• [GIVEN INSTRUCTION]:
Write out the listing below again, precisely as it is given.

Bounding box annotation entries
..........
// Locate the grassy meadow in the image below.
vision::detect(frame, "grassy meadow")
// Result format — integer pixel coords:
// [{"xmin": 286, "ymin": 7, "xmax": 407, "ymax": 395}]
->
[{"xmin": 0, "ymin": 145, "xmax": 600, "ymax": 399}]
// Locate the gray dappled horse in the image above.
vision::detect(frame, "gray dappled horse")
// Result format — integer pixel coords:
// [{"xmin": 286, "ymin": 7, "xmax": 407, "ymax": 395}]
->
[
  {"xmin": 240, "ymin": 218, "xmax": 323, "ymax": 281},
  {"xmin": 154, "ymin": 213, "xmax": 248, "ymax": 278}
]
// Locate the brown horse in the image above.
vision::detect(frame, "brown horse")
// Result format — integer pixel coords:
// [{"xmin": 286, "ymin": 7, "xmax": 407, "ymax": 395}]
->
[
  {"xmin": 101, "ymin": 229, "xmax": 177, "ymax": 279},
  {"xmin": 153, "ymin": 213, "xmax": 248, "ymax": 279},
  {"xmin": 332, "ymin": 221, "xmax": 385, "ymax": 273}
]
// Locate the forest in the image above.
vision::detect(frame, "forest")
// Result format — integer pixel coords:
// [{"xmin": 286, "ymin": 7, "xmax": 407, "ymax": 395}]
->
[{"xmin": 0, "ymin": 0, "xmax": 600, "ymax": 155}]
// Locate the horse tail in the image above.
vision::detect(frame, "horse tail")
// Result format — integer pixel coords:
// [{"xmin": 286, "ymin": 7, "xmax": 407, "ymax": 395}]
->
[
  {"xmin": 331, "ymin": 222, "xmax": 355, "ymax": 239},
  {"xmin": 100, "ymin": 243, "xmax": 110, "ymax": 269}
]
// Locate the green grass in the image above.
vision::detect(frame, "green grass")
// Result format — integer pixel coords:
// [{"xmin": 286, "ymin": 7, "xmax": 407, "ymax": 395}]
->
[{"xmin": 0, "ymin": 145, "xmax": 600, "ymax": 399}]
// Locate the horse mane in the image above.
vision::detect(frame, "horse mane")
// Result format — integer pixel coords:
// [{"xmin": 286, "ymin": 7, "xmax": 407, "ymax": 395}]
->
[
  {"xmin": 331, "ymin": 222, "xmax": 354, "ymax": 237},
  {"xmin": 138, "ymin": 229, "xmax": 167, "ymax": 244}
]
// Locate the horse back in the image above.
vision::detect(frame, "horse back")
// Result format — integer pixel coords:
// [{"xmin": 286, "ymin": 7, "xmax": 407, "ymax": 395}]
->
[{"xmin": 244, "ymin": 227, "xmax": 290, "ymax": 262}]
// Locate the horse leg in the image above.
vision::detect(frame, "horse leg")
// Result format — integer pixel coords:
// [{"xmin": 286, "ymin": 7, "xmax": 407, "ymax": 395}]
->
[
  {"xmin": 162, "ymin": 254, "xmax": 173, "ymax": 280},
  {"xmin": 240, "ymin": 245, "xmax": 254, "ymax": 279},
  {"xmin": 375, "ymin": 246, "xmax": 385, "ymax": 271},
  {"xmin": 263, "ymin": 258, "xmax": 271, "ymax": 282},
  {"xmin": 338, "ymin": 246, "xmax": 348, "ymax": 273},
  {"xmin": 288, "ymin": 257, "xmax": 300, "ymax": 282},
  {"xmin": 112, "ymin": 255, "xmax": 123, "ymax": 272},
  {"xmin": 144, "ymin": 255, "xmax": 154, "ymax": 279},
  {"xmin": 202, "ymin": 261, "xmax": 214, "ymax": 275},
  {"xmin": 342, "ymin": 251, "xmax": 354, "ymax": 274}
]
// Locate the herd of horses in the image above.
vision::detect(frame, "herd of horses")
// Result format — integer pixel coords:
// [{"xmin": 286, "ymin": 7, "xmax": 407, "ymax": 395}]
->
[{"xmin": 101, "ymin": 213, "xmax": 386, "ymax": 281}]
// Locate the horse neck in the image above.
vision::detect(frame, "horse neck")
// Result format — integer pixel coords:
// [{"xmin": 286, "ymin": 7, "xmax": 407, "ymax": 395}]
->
..........
• [SOLUTION FOR THIS EXERCISE]:
// Locate the grassy meadow in the image below.
vision::detect(frame, "grassy meadow")
// Result format — integer pixel coords:
// [{"xmin": 286, "ymin": 7, "xmax": 407, "ymax": 395}]
->
[{"xmin": 0, "ymin": 145, "xmax": 600, "ymax": 399}]
// Locate the gray dappled horse in the image above.
vision::detect(frame, "gray dappled horse")
// Result format — integer pixel coords:
// [{"xmin": 286, "ymin": 7, "xmax": 407, "ymax": 395}]
->
[
  {"xmin": 240, "ymin": 218, "xmax": 323, "ymax": 281},
  {"xmin": 154, "ymin": 213, "xmax": 248, "ymax": 278}
]
// Locate the brown horse in the image above.
vision::detect(frame, "brown horse")
// Result format — integer pixel coords:
// [{"xmin": 286, "ymin": 7, "xmax": 407, "ymax": 395}]
->
[
  {"xmin": 101, "ymin": 229, "xmax": 177, "ymax": 279},
  {"xmin": 153, "ymin": 213, "xmax": 248, "ymax": 279},
  {"xmin": 332, "ymin": 221, "xmax": 385, "ymax": 273}
]
// Locate the forest in the image above.
vision::detect(frame, "forest")
// Result format — integer pixel coords:
// [{"xmin": 286, "ymin": 7, "xmax": 407, "ymax": 395}]
->
[{"xmin": 0, "ymin": 0, "xmax": 600, "ymax": 155}]
// Locate the horse tail in the image above.
vision::detect(frame, "horse tail")
// Result format — integer pixel coords:
// [{"xmin": 286, "ymin": 7, "xmax": 407, "ymax": 395}]
->
[
  {"xmin": 331, "ymin": 222, "xmax": 355, "ymax": 239},
  {"xmin": 100, "ymin": 243, "xmax": 110, "ymax": 269}
]
// Locate the green grass in the image above.
vision::detect(frame, "green grass")
// Result format — integer pixel coords:
// [{"xmin": 286, "ymin": 7, "xmax": 407, "ymax": 395}]
->
[{"xmin": 0, "ymin": 145, "xmax": 600, "ymax": 399}]
// Locate the horse mane in the image above.
vision::detect(frame, "horse mane")
// Result format — integer pixel coords:
// [{"xmin": 286, "ymin": 7, "xmax": 407, "ymax": 395}]
->
[
  {"xmin": 331, "ymin": 222, "xmax": 354, "ymax": 237},
  {"xmin": 138, "ymin": 229, "xmax": 167, "ymax": 244}
]
// Locate the horse back in the image above.
vision::detect(frame, "horse back")
// Result format — integer pixel coords:
// [{"xmin": 286, "ymin": 7, "xmax": 407, "ymax": 395}]
->
[{"xmin": 244, "ymin": 227, "xmax": 290, "ymax": 262}]
// Locate the horse leg in the image above.
vision::detect(frame, "horse leg")
// Result format — integer pixel coords:
// [{"xmin": 286, "ymin": 7, "xmax": 407, "ymax": 395}]
->
[
  {"xmin": 162, "ymin": 254, "xmax": 173, "ymax": 280},
  {"xmin": 240, "ymin": 245, "xmax": 254, "ymax": 279},
  {"xmin": 375, "ymin": 246, "xmax": 385, "ymax": 271},
  {"xmin": 263, "ymin": 258, "xmax": 271, "ymax": 282},
  {"xmin": 338, "ymin": 246, "xmax": 348, "ymax": 273},
  {"xmin": 288, "ymin": 257, "xmax": 300, "ymax": 282},
  {"xmin": 112, "ymin": 255, "xmax": 123, "ymax": 272},
  {"xmin": 144, "ymin": 255, "xmax": 154, "ymax": 279},
  {"xmin": 202, "ymin": 261, "xmax": 214, "ymax": 275},
  {"xmin": 342, "ymin": 251, "xmax": 354, "ymax": 274}
]
// Locate the herd of horses in the image above.
vision::detect(frame, "herd of horses")
// Result format — integer pixel coords:
// [{"xmin": 286, "ymin": 7, "xmax": 407, "ymax": 395}]
->
[{"xmin": 101, "ymin": 213, "xmax": 386, "ymax": 281}]
// Locate the horse neck in the image above.
vision::detect(frame, "horse neck")
// Result format — integer pixel coords:
// [{"xmin": 286, "ymin": 7, "xmax": 407, "ymax": 395}]
->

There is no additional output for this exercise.